▶ WRITTEN INSTRUCTION:
Print each of the following rows again, word for word, without changing anything.

▶ DATA EXCERPTS:
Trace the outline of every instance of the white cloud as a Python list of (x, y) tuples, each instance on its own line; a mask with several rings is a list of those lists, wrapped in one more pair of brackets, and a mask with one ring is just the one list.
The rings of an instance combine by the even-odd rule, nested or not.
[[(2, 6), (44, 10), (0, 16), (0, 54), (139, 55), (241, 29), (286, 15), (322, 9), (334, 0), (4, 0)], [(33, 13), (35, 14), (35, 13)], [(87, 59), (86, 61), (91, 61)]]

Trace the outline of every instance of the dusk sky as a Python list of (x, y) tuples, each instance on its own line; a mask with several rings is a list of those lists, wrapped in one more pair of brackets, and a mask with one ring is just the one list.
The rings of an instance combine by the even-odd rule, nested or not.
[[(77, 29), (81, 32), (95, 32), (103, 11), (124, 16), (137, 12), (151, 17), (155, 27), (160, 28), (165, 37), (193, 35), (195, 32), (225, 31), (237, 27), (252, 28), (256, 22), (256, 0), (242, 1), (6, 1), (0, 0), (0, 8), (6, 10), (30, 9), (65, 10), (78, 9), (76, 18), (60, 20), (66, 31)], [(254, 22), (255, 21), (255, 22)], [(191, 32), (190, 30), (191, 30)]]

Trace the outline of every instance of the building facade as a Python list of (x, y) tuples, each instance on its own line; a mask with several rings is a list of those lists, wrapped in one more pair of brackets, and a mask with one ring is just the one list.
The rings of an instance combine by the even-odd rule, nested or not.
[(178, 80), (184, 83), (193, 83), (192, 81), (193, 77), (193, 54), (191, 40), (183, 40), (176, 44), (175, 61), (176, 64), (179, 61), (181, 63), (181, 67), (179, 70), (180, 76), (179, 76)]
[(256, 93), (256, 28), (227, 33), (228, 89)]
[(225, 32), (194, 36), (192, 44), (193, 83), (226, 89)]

▶ WRITTEN SOLUTION:
Trace the outline of every instance of the white cloud as a Python list of (x, y) tuples, each instance on its own line; a mask with several rings is a list of those lists, wrapped in one more pair of brackets, and a mask with one ring is just the one list.
The rings of an instance combine by the even-odd rule, nested or not.
[[(2, 6), (44, 10), (0, 16), (0, 54), (139, 55), (241, 29), (286, 15), (322, 9), (334, 0), (4, 0)], [(33, 13), (35, 14), (35, 13)], [(87, 59), (86, 61), (91, 61)]]

Trace the outline of every instance of the dusk sky as a Python list of (x, y) tuples, each instance on its own line; a mask with several rings is a list of those lists, wrapped in one more pair of brackets, and a mask with one ring is just the one list.
The rings of an instance combine by the even-odd rule, nested or not.
[[(77, 29), (81, 32), (95, 32), (103, 11), (124, 16), (137, 12), (151, 17), (155, 27), (160, 28), (165, 37), (193, 35), (195, 32), (225, 31), (237, 27), (252, 28), (256, 22), (256, 0), (242, 1), (6, 1), (0, 0), (0, 8), (6, 10), (30, 9), (65, 10), (78, 9), (76, 18), (60, 20), (66, 31)], [(254, 22), (255, 21), (255, 22)], [(191, 32), (190, 30), (191, 30)]]

Trace the outline of every instance of the building facade as a Python list of (x, y) tuples, each instance on its own line; a mask with several rings is a list of those lists, wrapped in one more pair of brackets, and a mask with one ring is just the one list.
The rings of an instance combine by the even-odd rule, nested or not.
[(178, 80), (184, 83), (193, 83), (192, 81), (193, 77), (193, 54), (191, 40), (183, 40), (176, 44), (175, 61), (176, 64), (179, 61), (181, 63), (181, 67), (179, 70), (180, 76), (179, 76)]
[(256, 93), (256, 28), (227, 33), (228, 89)]
[(225, 32), (194, 36), (192, 44), (193, 83), (226, 89)]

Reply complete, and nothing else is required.